■ **Work to do**: Rewrite the records below, starting at the line containing "the torii pillar" and ending with the line containing "x=149, y=134". Replace "set a pin" with "place a marker" and change nothing else.
-*-*-
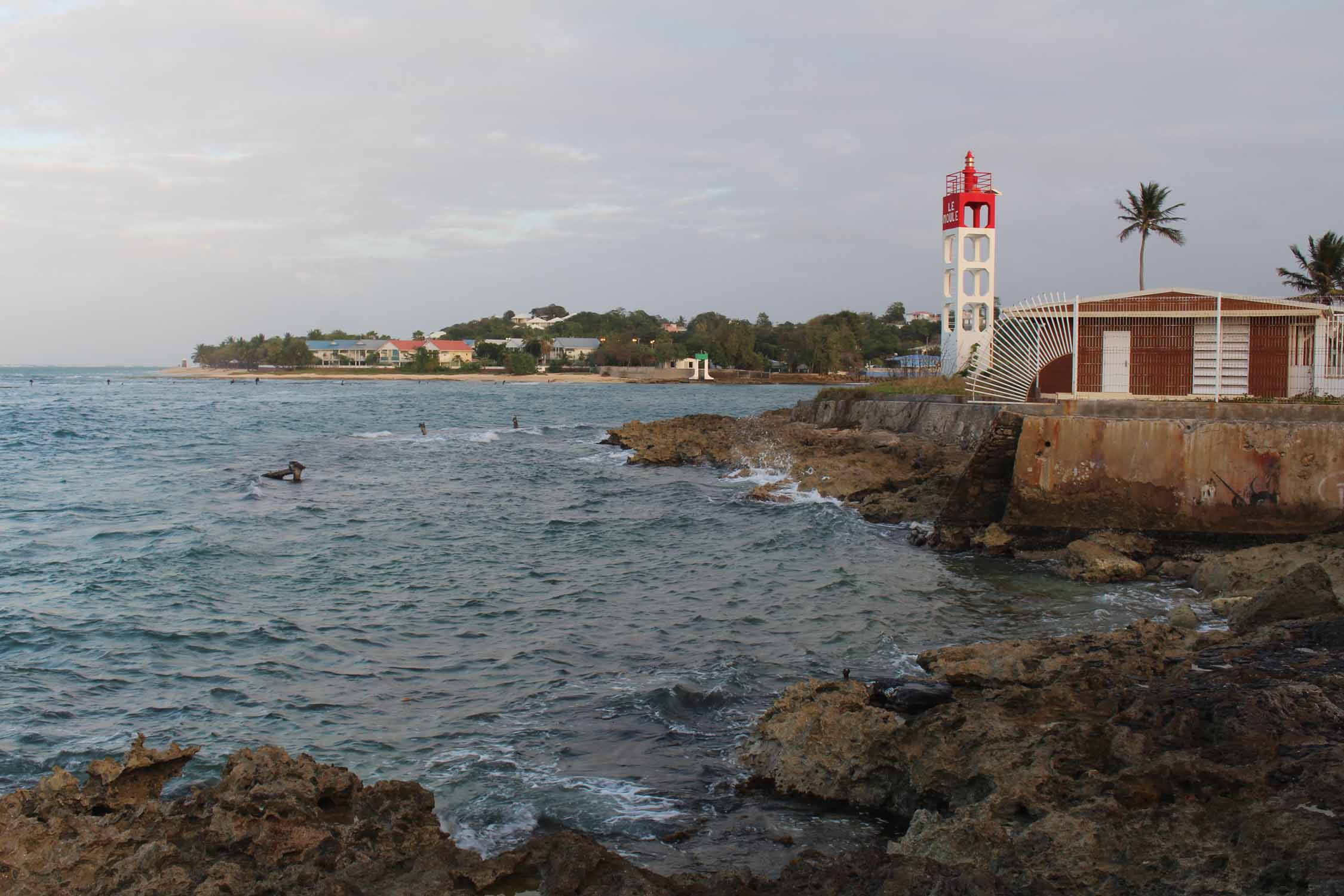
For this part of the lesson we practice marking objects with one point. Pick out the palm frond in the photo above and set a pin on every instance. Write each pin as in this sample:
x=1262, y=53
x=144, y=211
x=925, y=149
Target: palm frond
x=1171, y=233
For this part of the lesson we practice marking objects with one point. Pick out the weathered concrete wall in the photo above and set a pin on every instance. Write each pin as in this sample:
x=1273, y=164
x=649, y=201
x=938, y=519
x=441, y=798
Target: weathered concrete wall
x=1178, y=474
x=938, y=418
x=981, y=493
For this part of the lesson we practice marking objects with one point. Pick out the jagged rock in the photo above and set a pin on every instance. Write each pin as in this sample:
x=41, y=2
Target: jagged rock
x=1253, y=569
x=1302, y=594
x=907, y=695
x=769, y=493
x=1183, y=617
x=1093, y=562
x=949, y=539
x=1132, y=544
x=893, y=477
x=280, y=824
x=1178, y=569
x=1225, y=606
x=1146, y=760
x=993, y=541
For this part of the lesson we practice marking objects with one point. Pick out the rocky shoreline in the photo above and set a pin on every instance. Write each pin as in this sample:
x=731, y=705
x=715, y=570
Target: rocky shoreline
x=1162, y=758
x=1146, y=760
x=910, y=478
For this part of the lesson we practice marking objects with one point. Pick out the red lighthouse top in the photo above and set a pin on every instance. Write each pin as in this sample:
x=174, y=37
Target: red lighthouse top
x=968, y=180
x=969, y=199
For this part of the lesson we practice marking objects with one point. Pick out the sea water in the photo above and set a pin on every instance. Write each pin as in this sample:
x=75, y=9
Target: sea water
x=531, y=628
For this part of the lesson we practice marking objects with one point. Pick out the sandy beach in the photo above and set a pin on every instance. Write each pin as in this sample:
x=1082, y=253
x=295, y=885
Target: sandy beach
x=357, y=375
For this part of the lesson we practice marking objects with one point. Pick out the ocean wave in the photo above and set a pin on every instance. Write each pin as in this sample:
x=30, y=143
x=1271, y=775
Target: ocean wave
x=519, y=793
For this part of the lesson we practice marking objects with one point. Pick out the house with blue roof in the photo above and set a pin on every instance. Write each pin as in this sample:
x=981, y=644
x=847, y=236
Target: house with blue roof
x=573, y=348
x=350, y=352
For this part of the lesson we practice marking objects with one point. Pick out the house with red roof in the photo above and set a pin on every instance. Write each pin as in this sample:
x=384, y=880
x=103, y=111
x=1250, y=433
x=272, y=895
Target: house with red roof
x=449, y=352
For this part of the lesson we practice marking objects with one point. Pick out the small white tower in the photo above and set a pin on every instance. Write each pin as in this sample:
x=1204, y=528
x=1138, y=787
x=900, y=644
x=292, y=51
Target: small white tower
x=968, y=268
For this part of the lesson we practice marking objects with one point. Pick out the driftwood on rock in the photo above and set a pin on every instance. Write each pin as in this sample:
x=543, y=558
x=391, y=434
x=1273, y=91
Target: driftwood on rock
x=294, y=469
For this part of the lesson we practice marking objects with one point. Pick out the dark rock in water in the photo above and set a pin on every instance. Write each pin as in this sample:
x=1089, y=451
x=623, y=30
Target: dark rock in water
x=280, y=824
x=1303, y=593
x=907, y=694
x=1144, y=760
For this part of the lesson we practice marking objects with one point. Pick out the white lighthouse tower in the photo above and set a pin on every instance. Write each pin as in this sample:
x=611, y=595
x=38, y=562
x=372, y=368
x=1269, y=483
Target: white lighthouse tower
x=968, y=268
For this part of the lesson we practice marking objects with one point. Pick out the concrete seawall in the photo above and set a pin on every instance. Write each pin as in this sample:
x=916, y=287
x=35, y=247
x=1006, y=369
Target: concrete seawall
x=1160, y=467
x=1244, y=477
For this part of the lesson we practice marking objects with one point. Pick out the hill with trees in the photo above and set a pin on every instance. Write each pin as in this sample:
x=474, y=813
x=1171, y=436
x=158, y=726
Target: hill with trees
x=827, y=343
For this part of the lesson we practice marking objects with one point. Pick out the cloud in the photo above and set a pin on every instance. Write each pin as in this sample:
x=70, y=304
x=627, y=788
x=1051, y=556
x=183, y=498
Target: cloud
x=268, y=165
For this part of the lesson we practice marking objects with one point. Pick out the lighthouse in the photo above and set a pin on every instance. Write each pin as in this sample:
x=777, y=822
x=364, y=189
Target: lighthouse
x=968, y=268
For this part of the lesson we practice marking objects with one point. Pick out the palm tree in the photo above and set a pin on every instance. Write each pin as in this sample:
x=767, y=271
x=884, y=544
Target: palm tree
x=1323, y=266
x=1144, y=214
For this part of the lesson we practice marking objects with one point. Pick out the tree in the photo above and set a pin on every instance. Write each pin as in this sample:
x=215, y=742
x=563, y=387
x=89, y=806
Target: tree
x=424, y=362
x=1323, y=266
x=490, y=351
x=519, y=363
x=1144, y=214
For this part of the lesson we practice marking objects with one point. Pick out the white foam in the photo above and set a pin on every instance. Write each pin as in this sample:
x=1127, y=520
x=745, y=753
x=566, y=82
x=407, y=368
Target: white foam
x=519, y=820
x=609, y=457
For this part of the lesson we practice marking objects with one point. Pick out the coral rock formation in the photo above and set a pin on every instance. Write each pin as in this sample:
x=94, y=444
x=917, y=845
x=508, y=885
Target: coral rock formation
x=1146, y=760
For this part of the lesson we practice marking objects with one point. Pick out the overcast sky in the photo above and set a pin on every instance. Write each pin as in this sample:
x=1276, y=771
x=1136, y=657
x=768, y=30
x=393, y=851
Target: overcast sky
x=178, y=171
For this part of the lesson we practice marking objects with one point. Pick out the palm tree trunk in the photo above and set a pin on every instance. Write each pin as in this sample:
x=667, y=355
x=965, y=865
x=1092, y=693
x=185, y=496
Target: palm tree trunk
x=1143, y=244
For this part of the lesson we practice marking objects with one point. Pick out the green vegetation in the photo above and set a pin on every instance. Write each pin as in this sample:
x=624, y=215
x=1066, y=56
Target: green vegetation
x=907, y=386
x=550, y=312
x=519, y=363
x=1146, y=215
x=824, y=344
x=1323, y=266
x=280, y=351
x=339, y=333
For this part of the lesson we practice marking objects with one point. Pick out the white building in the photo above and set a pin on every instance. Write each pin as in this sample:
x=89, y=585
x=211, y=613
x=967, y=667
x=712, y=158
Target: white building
x=968, y=268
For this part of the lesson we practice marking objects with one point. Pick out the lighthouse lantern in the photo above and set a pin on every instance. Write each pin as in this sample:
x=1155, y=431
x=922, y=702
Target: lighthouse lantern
x=968, y=268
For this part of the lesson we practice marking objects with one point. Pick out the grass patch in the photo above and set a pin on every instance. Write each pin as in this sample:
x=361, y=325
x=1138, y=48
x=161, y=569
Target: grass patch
x=1294, y=400
x=904, y=386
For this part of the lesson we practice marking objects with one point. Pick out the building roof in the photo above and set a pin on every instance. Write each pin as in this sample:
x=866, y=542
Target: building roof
x=345, y=344
x=450, y=346
x=1167, y=303
x=432, y=344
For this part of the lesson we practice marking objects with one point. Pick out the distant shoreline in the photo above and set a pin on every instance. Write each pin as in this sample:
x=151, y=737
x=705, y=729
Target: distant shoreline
x=205, y=374
x=358, y=374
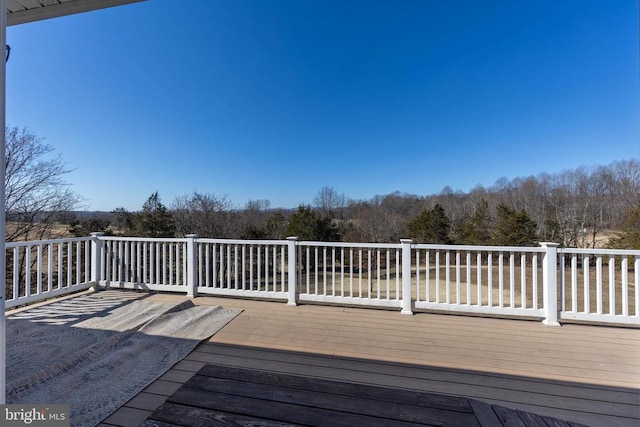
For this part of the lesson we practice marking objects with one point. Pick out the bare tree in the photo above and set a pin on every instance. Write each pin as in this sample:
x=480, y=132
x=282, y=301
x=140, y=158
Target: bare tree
x=328, y=201
x=207, y=215
x=36, y=192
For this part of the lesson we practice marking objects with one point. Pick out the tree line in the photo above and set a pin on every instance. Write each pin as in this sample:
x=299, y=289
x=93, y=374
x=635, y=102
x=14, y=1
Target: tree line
x=585, y=207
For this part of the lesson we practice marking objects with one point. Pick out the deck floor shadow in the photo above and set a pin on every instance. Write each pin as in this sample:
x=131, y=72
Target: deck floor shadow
x=219, y=395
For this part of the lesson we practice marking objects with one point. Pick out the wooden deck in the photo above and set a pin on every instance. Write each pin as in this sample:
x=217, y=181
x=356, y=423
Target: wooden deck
x=582, y=374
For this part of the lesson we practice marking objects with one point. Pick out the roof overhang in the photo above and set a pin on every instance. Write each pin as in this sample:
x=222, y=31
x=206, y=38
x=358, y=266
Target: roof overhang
x=23, y=11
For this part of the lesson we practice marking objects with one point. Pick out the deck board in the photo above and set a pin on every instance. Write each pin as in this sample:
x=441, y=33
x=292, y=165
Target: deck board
x=577, y=373
x=223, y=396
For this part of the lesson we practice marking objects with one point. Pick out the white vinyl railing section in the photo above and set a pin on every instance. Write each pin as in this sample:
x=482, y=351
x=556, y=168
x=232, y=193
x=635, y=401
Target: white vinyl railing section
x=46, y=269
x=242, y=267
x=350, y=273
x=599, y=285
x=479, y=279
x=547, y=282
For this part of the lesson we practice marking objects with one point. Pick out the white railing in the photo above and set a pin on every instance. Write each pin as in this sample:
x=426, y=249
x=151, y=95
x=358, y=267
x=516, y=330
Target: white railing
x=47, y=268
x=599, y=285
x=479, y=279
x=543, y=282
x=256, y=268
x=142, y=263
x=350, y=273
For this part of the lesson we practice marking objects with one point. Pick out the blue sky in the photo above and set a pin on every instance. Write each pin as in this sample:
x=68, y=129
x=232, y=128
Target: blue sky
x=257, y=99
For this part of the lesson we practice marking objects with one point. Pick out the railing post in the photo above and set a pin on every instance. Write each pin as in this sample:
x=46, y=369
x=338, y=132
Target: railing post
x=550, y=283
x=192, y=265
x=406, y=276
x=292, y=263
x=97, y=249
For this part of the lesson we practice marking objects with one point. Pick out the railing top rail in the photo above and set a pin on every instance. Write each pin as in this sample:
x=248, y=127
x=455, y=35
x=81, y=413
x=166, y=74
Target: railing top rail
x=479, y=248
x=624, y=252
x=351, y=245
x=242, y=242
x=47, y=242
x=143, y=239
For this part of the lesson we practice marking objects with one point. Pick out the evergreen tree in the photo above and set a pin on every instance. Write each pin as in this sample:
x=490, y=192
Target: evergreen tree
x=308, y=224
x=154, y=220
x=432, y=226
x=477, y=229
x=629, y=238
x=514, y=228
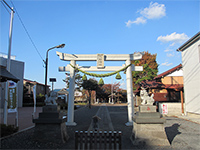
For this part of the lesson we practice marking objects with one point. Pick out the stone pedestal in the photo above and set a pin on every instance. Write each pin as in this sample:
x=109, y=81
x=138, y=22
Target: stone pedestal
x=50, y=126
x=148, y=127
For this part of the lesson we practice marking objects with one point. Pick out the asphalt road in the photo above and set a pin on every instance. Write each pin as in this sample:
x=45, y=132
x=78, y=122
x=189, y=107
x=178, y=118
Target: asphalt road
x=181, y=134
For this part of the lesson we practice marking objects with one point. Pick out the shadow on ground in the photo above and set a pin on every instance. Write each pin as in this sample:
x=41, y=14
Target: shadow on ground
x=172, y=132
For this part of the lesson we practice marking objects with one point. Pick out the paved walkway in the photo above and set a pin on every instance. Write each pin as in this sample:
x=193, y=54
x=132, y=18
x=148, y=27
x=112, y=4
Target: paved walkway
x=182, y=134
x=25, y=117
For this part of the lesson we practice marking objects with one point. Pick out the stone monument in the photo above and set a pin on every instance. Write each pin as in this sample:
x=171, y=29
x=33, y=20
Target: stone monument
x=148, y=125
x=50, y=126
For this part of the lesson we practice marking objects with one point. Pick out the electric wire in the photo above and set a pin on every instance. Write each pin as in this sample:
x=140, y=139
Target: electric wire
x=27, y=32
x=5, y=7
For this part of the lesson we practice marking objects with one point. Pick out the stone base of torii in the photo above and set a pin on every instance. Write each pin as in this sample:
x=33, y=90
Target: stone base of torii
x=100, y=58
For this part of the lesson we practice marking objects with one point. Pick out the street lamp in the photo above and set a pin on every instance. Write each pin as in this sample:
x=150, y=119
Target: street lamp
x=46, y=65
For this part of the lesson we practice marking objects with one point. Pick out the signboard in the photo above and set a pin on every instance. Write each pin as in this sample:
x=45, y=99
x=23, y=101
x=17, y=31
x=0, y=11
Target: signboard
x=12, y=96
x=100, y=61
x=164, y=109
x=52, y=79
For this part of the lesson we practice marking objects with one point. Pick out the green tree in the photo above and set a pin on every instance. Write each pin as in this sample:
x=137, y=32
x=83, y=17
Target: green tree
x=90, y=85
x=150, y=68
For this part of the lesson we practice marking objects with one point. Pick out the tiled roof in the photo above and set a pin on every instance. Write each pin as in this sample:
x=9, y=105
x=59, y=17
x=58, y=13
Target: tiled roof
x=174, y=86
x=35, y=82
x=168, y=71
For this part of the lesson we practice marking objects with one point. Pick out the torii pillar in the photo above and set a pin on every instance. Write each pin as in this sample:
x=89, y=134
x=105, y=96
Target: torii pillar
x=100, y=67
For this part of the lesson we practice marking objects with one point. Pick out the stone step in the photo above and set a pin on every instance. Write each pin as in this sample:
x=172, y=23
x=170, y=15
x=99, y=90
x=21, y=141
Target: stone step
x=50, y=115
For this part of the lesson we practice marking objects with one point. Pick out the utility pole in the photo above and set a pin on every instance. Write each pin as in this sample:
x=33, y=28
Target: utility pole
x=8, y=64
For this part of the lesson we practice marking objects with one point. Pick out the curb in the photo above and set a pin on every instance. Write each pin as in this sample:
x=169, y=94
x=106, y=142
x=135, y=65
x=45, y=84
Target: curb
x=8, y=136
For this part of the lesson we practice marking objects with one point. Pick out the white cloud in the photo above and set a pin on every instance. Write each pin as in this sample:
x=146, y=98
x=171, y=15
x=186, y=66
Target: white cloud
x=168, y=50
x=174, y=37
x=166, y=64
x=154, y=11
x=139, y=20
x=170, y=54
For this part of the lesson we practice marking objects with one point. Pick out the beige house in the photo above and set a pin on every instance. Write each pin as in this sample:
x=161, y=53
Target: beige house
x=28, y=84
x=190, y=52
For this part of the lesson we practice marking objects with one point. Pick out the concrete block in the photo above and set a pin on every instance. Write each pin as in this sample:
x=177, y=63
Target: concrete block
x=147, y=108
x=149, y=134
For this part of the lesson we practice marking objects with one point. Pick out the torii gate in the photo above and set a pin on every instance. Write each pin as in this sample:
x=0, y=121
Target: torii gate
x=100, y=58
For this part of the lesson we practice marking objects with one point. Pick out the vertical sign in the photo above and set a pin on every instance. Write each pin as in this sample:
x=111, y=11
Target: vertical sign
x=34, y=100
x=12, y=96
x=100, y=61
x=164, y=109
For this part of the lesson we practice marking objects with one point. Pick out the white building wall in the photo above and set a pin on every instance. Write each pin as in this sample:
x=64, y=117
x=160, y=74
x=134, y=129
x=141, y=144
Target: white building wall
-*-*-
■ **Answer for this exercise**:
For this part of the lesson we practice marking objects with one point. Pick out the torii pillar in the photo above and place a marker on every instance. Write each pin as in this sample:
x=89, y=134
x=105, y=96
Target: torii pillar
x=100, y=67
For this part of the lesson we practice marking objects with one point. Pick out the stone step in the photo above and place a marker on every instance. Write each pin as in this sample:
x=172, y=23
x=170, y=15
x=99, y=90
x=21, y=141
Target: stone step
x=50, y=115
For this part of the lesson we practice marking objects with one point. Pick out the utility pole in the photo above and place a marker on every instance. Write each pin as in this sample:
x=33, y=28
Target: utility pole
x=8, y=64
For this part of the lesson we practice marking objects with one point. Pick out the curb in the photo above and place a marker on every instance. Write each pin as in this sample:
x=169, y=94
x=106, y=142
x=135, y=65
x=45, y=84
Target: curb
x=8, y=136
For this part of the lesson we practice marking objects with one point. Pick out the white cloud in the photo above and place a marker on every instance. Write each pin as in this sample:
x=146, y=98
x=171, y=15
x=186, y=66
Target: white cloud
x=168, y=50
x=174, y=37
x=166, y=64
x=154, y=11
x=139, y=20
x=170, y=54
For this part of the lesson we practice marking objects with one point. Pick out the beige house in the photo above and place a marker on every instance. Write each pin as in this sample:
x=161, y=53
Target: beige house
x=28, y=84
x=190, y=52
For this part of the lesson we practice marking objects with one point. Pick out the concrete block in the photo above and place a marker on every instance. Write each pin as in this sample:
x=177, y=63
Target: concrete block
x=147, y=108
x=149, y=134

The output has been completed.